Record extracts:
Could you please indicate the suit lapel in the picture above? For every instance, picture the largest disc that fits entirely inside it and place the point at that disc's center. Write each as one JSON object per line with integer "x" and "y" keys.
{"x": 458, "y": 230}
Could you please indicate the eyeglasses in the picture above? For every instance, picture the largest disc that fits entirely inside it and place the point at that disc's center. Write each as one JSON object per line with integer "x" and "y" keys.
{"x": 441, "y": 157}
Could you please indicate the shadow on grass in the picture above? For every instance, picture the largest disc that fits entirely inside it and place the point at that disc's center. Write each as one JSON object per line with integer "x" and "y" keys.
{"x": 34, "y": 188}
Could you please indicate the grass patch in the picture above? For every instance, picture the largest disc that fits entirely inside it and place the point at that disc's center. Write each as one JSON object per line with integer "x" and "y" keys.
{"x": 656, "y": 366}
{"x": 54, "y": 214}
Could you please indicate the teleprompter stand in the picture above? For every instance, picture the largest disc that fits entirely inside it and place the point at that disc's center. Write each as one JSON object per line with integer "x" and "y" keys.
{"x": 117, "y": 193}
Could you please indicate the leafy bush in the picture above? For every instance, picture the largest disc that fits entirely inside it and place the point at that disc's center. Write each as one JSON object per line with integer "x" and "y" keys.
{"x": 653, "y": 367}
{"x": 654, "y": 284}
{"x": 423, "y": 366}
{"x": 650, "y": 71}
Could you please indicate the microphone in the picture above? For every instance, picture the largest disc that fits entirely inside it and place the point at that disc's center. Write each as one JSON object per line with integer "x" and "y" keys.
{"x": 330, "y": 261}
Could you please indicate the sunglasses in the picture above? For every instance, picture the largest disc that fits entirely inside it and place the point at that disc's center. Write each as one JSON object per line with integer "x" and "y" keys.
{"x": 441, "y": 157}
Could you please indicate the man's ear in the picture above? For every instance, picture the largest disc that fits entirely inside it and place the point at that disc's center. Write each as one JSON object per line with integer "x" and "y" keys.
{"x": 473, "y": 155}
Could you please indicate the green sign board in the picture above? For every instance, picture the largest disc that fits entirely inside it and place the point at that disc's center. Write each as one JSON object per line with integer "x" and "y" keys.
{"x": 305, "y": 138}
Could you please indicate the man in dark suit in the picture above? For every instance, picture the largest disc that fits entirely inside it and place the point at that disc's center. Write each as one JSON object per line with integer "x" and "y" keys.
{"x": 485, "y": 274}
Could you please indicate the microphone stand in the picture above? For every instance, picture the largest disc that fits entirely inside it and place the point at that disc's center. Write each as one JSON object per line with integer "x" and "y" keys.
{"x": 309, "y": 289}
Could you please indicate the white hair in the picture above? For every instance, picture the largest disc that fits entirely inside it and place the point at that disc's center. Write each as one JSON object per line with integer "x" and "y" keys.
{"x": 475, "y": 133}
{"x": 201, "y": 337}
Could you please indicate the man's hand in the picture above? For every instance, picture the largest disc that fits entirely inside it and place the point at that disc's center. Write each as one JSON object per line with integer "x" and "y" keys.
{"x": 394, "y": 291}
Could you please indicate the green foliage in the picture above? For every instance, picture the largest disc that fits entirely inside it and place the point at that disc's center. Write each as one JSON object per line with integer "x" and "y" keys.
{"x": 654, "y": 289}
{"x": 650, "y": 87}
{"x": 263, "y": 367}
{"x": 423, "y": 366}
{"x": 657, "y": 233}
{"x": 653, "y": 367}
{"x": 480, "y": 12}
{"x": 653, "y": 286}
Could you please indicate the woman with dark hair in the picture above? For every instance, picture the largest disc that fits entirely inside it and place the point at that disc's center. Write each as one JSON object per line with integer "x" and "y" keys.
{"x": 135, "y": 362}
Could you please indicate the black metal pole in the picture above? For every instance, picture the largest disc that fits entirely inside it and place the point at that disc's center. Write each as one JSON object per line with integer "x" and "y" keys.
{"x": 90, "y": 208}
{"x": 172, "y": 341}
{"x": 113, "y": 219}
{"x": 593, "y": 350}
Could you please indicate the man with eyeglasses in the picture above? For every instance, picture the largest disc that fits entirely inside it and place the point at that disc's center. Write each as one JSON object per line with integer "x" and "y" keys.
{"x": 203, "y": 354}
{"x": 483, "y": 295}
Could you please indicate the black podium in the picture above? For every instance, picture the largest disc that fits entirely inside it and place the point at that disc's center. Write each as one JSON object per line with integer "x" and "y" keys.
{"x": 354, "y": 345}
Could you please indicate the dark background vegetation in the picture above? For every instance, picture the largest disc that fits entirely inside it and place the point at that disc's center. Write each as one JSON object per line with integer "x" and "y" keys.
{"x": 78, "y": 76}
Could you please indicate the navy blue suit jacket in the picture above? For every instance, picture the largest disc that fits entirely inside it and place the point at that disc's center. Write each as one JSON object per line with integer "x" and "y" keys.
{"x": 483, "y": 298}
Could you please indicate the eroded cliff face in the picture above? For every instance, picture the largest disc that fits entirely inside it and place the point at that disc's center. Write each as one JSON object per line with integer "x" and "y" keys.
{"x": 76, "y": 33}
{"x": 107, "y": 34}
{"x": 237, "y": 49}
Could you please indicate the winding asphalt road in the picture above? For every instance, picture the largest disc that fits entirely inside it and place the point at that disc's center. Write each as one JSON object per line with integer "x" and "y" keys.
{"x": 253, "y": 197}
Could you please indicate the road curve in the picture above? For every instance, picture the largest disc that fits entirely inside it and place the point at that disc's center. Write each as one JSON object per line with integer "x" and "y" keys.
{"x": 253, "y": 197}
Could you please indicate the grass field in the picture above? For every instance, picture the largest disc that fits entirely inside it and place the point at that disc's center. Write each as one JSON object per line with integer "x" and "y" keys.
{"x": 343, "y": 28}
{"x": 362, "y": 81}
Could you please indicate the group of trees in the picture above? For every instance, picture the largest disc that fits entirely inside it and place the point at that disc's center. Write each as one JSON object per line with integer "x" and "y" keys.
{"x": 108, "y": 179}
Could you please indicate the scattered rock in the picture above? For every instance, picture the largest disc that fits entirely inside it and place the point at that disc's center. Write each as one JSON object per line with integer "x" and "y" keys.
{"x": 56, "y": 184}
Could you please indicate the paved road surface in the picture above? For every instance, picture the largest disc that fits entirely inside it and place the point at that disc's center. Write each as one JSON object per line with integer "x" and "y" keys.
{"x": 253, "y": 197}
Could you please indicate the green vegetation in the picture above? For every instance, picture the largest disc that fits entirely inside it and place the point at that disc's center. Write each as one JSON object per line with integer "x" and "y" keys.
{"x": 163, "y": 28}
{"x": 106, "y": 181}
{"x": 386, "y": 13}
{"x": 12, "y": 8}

Problem description: Write out the records again, exactly as given.

Solution below:
Could you please indicate the suit lapel in the picture above? For every instance, picture the largest disc that fits entirely inside it and place the point at that disc's center. Write each as one JSON object per line with integer "x" and "y" keys.
{"x": 458, "y": 230}
Could you please indicate the eyeglasses in the picture above? For every instance, picture the largest disc that fits entirely inside it and place the point at that disc's center. Write each as one JSON object per line with integer "x" and "y" keys.
{"x": 441, "y": 157}
Could you please indicate the shadow on grass in the picture above? For every instance, picture the largest disc that fits entirely inside it and place the point at that disc's center. Write each as one JSON object per line with integer "x" and "y" keys.
{"x": 34, "y": 188}
Could you please indicate the grass patch in the picture above? For every instance, picture the largest disc that fits entirely inside it and place the point at that disc's center. Write each as one JSON object per line with integer "x" and "y" keys.
{"x": 656, "y": 366}
{"x": 54, "y": 214}
Could you please indicate the teleprompter stand in the picture above? For every instance, picture the largest disc that fits entirely inside it and place the point at that disc's center. Write each as one JSON object per line with integer "x" and "y" keys.
{"x": 117, "y": 193}
Could you please indicate the leafy bush in the picture above? For every instance, picture the largest disc that fits entirely inside it and place the point at that disc's center. Write each as one JSON object per line with integer "x" and "y" keys.
{"x": 653, "y": 367}
{"x": 654, "y": 284}
{"x": 423, "y": 366}
{"x": 650, "y": 71}
Could you please indicate the microphone in the picture above? For every instance, picture the largest disc that fits entirely inside it and place the point at that disc's center. Write each as one JSON object per line with integer "x" and "y" keys.
{"x": 330, "y": 261}
Could you please indicate the sunglasses in the picture above? For every instance, picture the largest disc that fits entirely inside it and place the point at that disc's center. Write each as one JSON object per line with integer "x" and "y" keys.
{"x": 441, "y": 157}
Could you please indicate the man's ear in the picture above? For every instance, picture the largest disc that fits entirely inside it and place the point at that disc's center. Write each as one JSON object per line with integer "x" and "y" keys.
{"x": 473, "y": 155}
Could you please indicate the green sign board in the picture above? For every instance, picture the largest disc that fits entirely inside it and place the point at that disc's center. Write each as one JSON object per line with integer "x" and "y" keys.
{"x": 305, "y": 138}
Could you please indicate the man in dark suit in the picture above? For every instance, picture the largest disc that fits entirely inside it and place the point at that disc's center. Write each as one JSON object per line with integer "x" and "y" keys.
{"x": 485, "y": 274}
Could you please indicate the microphone stand in the picture above? For every instance, picture the largest disc that fits entirely inside it and place the point at that disc's center. Write each as one JSON object per line with integer "x" and "y" keys.
{"x": 309, "y": 289}
Could you please indicate the white hair in the picture above? For every instance, picture the largest disc that fits entirely inside it and place the point at that disc's center. Write each as one JSON object per line with integer "x" and "y" keys.
{"x": 475, "y": 133}
{"x": 201, "y": 337}
Could you please indicate the man's hand in the picture above? For every instance, picture the largest disc that fits entirely inside it and place the point at that disc's center. Write each as one JSON object per line with integer "x" and "y" keys.
{"x": 394, "y": 291}
Could you please indicate the green foliage in the picture above? For every instance, picture the largest disc that fits entirely inside it and place the point at that disc's center. Write each as one JSON object per line with integer "x" and "y" keys.
{"x": 654, "y": 289}
{"x": 650, "y": 87}
{"x": 263, "y": 367}
{"x": 423, "y": 366}
{"x": 657, "y": 233}
{"x": 653, "y": 367}
{"x": 480, "y": 12}
{"x": 653, "y": 286}
Could you please indicate the woman with dark hair in the picture above? For every instance, picture the largest disc that fits entirely inside it and place the point at that disc's center. Write each as one JSON object per line with integer "x" and "y" keys.
{"x": 135, "y": 362}
Could you please indicate the black metal pole in the picture above? For every instance, picture the largest disc that fits entirely inside it and place the point at that disc's center. Write each as one JSON object per line with integer "x" and "y" keys.
{"x": 90, "y": 208}
{"x": 172, "y": 341}
{"x": 113, "y": 219}
{"x": 593, "y": 350}
Could you please indicate the man with eyeglasses in the picture above? For every instance, picture the largest disc that fits entirely inside it and place the point at that disc's center. Write each as one JSON object per line with integer "x" and "y" keys.
{"x": 203, "y": 354}
{"x": 483, "y": 295}
Could you please indicate the black podium in the picture above? For every instance, picture the largest disc that fits entirely inside it and place the point at that disc's center. Write each as one JSON object per line with integer "x" and "y" keys.
{"x": 354, "y": 345}
Could you please indicate the dark background vegetation in the picture above? For every instance, picture the largest disc that fits entirely inside it and place the point at that disc's center. Write each as one JSON object per line with integer "x" and "y" keys.
{"x": 78, "y": 76}
Could you please indicate the navy blue suit jacket in the picture above? For every instance, picture the largest disc that fits entirely inside it and place the point at that disc's center. Write each as one JSON object per line with integer "x" and "y" keys.
{"x": 483, "y": 298}
Could you please indicate the eroded cliff face in the picture above? For every instance, picture the largest disc that fits entirely inside it and place the point at that disc's center. Write each as one JSON object per line with integer "x" and "y" keys.
{"x": 76, "y": 33}
{"x": 107, "y": 34}
{"x": 237, "y": 49}
Could you please indicate the winding asphalt road in the picture above? For every instance, picture the largest disc that fits entirely inside it and place the point at that disc's center. Write each as one JSON object per line with integer "x" and "y" keys.
{"x": 253, "y": 197}
Could you please indicate the road curve in the picture above? For every instance, picture the largest disc that fits entirely inside it and place the point at that disc's center. Write each as one JSON object per line with integer "x" and "y" keys.
{"x": 253, "y": 197}
Could you please indicate the grass field in the picture above? For every instance, picture the largest disc that fits entirely inside it and place the point at that disc's center. Write each as one JSON object per line with integer "x" and "y" keys.
{"x": 343, "y": 28}
{"x": 362, "y": 81}
Could you please indicate the group of trees in the picture above? For every instance, picture the largest disc that fits entirely inside it and place the point at that disc's center. Write each as one JSON object per line with integer "x" and "y" keys.
{"x": 108, "y": 179}
Could you please indicate the scattered rock in the picture above? For every instance, picture the largest disc that fits entirely inside it and place the point at that disc's center. Write each as one JSON object per line with integer "x" and "y" keys.
{"x": 56, "y": 184}
Could you please indicate the paved road surface in the picture above? For every instance, picture the largest disc that fits entirely inside it and place the point at that disc's center. Write each as one JSON object per line with integer "x" and "y" keys.
{"x": 253, "y": 197}
Could you please indicate the green vegetation in the picture above? For every instance, picture the largest disc that fits entirely inside it and place the point at that disc's center. Write each as one JSON object per line with integer "x" and "y" keys.
{"x": 163, "y": 28}
{"x": 106, "y": 181}
{"x": 386, "y": 13}
{"x": 12, "y": 8}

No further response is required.